Required work: Pull out every line below that contains the string "deer". Case counts.

== == ==

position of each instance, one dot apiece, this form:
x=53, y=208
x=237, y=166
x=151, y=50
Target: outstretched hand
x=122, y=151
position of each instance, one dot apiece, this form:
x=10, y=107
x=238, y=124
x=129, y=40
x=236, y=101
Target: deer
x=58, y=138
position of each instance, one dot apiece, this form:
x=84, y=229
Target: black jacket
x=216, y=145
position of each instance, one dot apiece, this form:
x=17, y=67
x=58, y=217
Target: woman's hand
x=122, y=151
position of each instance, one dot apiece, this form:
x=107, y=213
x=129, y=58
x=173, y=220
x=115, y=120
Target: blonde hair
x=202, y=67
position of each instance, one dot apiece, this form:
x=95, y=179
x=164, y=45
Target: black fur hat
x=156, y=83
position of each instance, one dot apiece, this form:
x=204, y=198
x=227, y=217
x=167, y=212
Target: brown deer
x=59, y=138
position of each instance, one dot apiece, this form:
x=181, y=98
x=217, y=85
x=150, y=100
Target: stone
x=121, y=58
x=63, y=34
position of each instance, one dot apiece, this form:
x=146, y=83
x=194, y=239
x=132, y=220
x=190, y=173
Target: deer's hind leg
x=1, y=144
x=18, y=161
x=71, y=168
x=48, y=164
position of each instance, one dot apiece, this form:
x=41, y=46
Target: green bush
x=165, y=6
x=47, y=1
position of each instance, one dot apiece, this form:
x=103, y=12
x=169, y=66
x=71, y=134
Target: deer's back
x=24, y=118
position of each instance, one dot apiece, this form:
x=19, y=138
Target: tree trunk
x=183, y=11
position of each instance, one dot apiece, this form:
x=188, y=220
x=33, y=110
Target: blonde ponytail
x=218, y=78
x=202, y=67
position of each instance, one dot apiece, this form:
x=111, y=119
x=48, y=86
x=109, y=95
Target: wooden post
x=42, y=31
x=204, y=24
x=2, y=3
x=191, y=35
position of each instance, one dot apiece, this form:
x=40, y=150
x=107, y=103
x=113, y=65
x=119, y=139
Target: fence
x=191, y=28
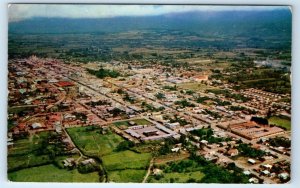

== == ==

Solved exercise:
Target: deer
Target: brown deer
Target: deer's hind leg
Target: deer's back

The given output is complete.